— GIVEN TEXT —
__________________________________________________

Q6 Mr David Burrowes: The blanket ban may make it simpler for policing but doesn’t the broad definition cause complexity once it gets into the courtroom in proving psychoactivity and the requirement to identify substances?
Commander Simon Bray: I am aware of the debate around the term “psychoactivity”. I know that the Home Office is working very closely with ACMD and with its own Centre for Applied Sciences and Technology to work through that. We are confident that the definition has worked elsewhere in other jurisdictions, so we will work very closely with them. What we are after, of course, is something that is as clear as possible for police officers and law enforcement to operate and for the public to understand.
Q7 Keir Starmer: Can I declare an interest. I worked with Commander Bray when I was DPP.
Just following up on that, it is a very wide definition, but that is not the only problem. Most drugs are prohibited by their type. These are to be dealt with by their effect on the brain, which makes it a very difficult practical proposition in terms of policing. Then there are excluded items, so you have a very wide group defined by their effect rather than their type. Type is easy for police officers in a sense, and for the legal system. Effect is much more difficult. Then you have to take away the ones that are excluded, and then presumably, if any case goes to court, you have to get somebody who is prepared to give evidence about what the effect of the particular substance is. In practical terms that is quite a difficulty, isn’t it?
Commander Simon Bray: In a sense it could be, but in practical terms, again, we will be targeting or looking at people with substances that are being used for the purposes of drugs, whether they are controlled or otherwise, whether they are powders, tablets, pills, whether they are controlled or otherwise. This Act will give us the opportunity to deal with them in the round rather than saying, “Is this a so-called ‘legal’, or is it one of the ones that are currently controlled?” It makes it easier for us in many respects. The issue of psychoactivity will come to fruition in court rather than at the policing end. There will be forensic analysis in the meantime.
Q8 Keir Starmer: I think there was some evidence that suggested that this was not going to take any further resources, and so on. That cannot be right, can it, in terms of analysing expert evidence and so on? It is going to be resource-intensive.
Commander Simon Bray: There is already analytical assessment taking place of all sorts of substances, some of which are controlled and some of which are not at the moment. That will continue. There will be an initial burst of activity in the first instance once the Act is implemented, but after that I think it will be business as usual, because we will deal with them in the round as drugs of various descriptions.
Q9 Victoria Atkins: Following on from that, is it not right that many of the drugs that are seized are derivations of controlled drugs related to ecstasy and so on, so there will be a body of expertise built up over time that, “If this drug looks like this under a microscope, we say this fits the elements of the offence”?
Commander Simon Bray: I believe that is the case. What is more, because of the blanket ban, there will not be the incentive for producers to construct new and different sorts of substances in the way that they have done up until now to try to defeat the law.
Q10 Tim Loughton: Commander, critics of the Bill have argued that because it is such a wide reaching Bill, people selling candles and diving equipment will be in breach of it. I also have a case in my constituency. A parent came to me where there is a very dodgy shop that sells potpourri—a very nice smelling potpourri, but people smoke it. I was brought a video of a teenager who had smoked this stuff. They know they are selling it for people to smoke it, and you would think he was on some pretty hard drugs. How are we going to make sure we do not throw out the baby with the bathwater here? Clearly where there is an intent of selling an apparently innocuous substance but for clearly noxious purposes, that they will be able to be prosecuted under such a Bill?

__________________________________________________

— RECORD EXTRACTS —
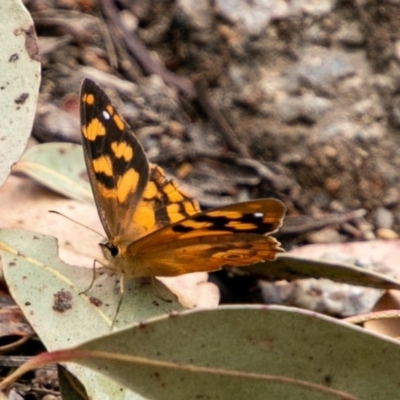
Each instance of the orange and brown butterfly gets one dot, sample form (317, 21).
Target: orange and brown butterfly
(153, 227)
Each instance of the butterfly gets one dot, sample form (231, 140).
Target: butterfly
(153, 227)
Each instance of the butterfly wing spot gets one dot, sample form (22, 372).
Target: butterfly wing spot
(106, 115)
(144, 217)
(103, 166)
(94, 129)
(122, 150)
(88, 98)
(118, 121)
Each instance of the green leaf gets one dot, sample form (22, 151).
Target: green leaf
(59, 166)
(248, 352)
(291, 267)
(20, 79)
(49, 293)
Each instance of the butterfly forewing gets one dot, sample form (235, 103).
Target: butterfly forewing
(133, 197)
(116, 163)
(153, 227)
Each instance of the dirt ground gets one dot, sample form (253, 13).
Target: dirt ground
(238, 100)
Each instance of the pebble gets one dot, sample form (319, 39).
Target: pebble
(383, 218)
(386, 234)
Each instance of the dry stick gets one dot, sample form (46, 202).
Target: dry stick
(139, 51)
(215, 115)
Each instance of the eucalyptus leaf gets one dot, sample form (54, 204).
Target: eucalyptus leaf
(19, 81)
(249, 352)
(59, 166)
(291, 267)
(52, 296)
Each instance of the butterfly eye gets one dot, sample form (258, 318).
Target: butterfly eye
(109, 250)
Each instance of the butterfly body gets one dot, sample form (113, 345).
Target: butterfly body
(153, 227)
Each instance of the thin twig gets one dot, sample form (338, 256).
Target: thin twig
(216, 116)
(141, 54)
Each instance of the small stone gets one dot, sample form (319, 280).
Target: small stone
(383, 218)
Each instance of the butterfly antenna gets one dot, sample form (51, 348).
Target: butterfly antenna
(121, 287)
(76, 222)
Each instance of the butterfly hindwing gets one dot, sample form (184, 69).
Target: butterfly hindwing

__________________________________________________

Answer these questions using the transcript:
(a) Which two bodies does Commander Bray say the Home Office is working with on the term "psychoactivity"?
(b) Where does Commander Bray say the issue of psychoactivity will come to fruition?
(c) According to Tim Loughton, which sellers do critics say will be in breach of the Bill?

— WRITTEN SOLUTION —
(a) The ACMD and the Home Office's own Centre for Applied Sciences and Technology.
(b) In court rather than at the policing end.
(c) People selling candles and diving equipment.